*TEXT PROVIDED*
+---+
Despite four Final Fours, Lady Vols' seniors titleless
Posted: Monday April 4, 2005 7:33PM; Updated: Monday April 4, 2005 7:33PM
Shyra Ely, left, and her senior classmates were unable to deliver Tennessee it's first national title since 1998.
KNOXVILLE, Tenn. (AP) -- Tennessee coach Pat Summitt picked up loss No. 172, and the Lady Vols left the Final Four again without a trophy.
This is not how Tennessee envisioned the season ending. The Lady Vols finished an up-and-down year on a low by losing to Michigan State in the national semifinals on Sunday in Indianapolis.
The seniors -- Shyra Ely, Loree Moore and Brittany Jackson -- went to four straight Final Fours but could not win it all. Tennessee won its last title in 1998.
"It was a great year overall. You can always sit around and wonder what if. I guess I've been in it long enough to know it's not about what if, it's about what we do have, not what we don't have," Summitt said Monday. "If you look at 30-5 and a Final Four appearance and an SEC tournament championship, these student-athletes have a lot to be proud of."
+---+
*COMPLETE THE FOLLOWING*
[A] Can you return the stretch of the Lady Vols article from "The seniors -- Shyra" through "title in 1998.", copied word for word?
[B] How would you put this sentence from the Lady Vols article into Spanish: "The Lady Vols finished an up-and-down year on a low by losing to Michigan State in the national semifinals on Sunday in Indianapolis."

*DATA*
+---+
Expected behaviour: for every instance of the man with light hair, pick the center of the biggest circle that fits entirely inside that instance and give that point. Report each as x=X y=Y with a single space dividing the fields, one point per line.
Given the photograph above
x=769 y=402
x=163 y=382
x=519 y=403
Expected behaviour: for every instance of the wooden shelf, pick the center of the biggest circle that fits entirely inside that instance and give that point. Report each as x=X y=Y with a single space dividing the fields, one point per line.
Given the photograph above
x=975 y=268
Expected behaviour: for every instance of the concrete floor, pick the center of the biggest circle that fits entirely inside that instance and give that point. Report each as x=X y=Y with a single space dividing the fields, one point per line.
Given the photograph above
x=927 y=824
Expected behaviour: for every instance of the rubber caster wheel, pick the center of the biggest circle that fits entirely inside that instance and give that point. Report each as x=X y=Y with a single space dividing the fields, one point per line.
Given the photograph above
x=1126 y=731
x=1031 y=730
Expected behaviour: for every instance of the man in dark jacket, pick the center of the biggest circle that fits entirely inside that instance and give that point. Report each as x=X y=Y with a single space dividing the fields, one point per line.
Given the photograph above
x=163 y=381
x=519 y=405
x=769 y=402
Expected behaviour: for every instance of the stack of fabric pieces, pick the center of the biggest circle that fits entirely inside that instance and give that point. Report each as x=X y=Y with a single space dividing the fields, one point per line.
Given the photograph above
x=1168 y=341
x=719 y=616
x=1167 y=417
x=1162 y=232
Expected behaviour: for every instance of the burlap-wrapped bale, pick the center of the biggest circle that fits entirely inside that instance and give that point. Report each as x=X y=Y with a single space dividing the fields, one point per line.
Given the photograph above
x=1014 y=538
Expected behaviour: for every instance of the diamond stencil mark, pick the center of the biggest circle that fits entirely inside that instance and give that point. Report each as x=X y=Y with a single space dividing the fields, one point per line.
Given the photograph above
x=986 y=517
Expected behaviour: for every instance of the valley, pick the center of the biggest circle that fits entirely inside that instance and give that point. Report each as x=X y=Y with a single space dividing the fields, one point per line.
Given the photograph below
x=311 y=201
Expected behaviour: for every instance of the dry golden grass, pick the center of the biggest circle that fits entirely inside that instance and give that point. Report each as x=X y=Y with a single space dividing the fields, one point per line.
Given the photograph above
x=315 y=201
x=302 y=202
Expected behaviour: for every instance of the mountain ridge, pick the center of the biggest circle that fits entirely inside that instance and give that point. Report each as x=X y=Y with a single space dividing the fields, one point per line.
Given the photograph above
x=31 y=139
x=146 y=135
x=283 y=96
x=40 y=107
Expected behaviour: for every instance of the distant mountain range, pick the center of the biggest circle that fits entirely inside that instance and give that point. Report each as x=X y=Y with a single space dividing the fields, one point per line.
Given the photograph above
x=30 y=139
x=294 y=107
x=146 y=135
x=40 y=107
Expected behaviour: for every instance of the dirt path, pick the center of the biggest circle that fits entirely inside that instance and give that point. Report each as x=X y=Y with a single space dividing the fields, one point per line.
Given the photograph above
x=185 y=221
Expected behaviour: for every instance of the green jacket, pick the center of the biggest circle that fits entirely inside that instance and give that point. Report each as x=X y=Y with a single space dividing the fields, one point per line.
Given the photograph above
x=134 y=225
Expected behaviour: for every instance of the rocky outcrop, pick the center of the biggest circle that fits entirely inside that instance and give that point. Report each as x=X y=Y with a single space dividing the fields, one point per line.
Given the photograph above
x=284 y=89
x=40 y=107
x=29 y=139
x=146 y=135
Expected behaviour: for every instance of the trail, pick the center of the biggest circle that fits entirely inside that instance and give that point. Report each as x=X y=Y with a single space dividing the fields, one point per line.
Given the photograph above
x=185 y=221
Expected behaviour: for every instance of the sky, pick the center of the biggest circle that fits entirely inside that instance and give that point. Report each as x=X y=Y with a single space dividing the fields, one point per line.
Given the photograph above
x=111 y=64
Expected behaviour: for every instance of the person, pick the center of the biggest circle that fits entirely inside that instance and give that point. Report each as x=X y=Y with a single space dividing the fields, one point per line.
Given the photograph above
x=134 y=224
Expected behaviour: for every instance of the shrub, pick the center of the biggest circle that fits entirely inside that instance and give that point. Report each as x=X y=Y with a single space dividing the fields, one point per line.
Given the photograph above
+---+
*ACTIVITY ANSWERS*
[A]
The seniors -- Shyra Ely, Loree Moore and Brittany Jackson -- went to four straight Final Fours but could not win it all. Tennessee won its last title in 1998.

[B] Las Lady Vols terminaron un año irregular con un mal resultado al perder ante Michigan State en las semifinales nacionales el domingo en Indianápolis.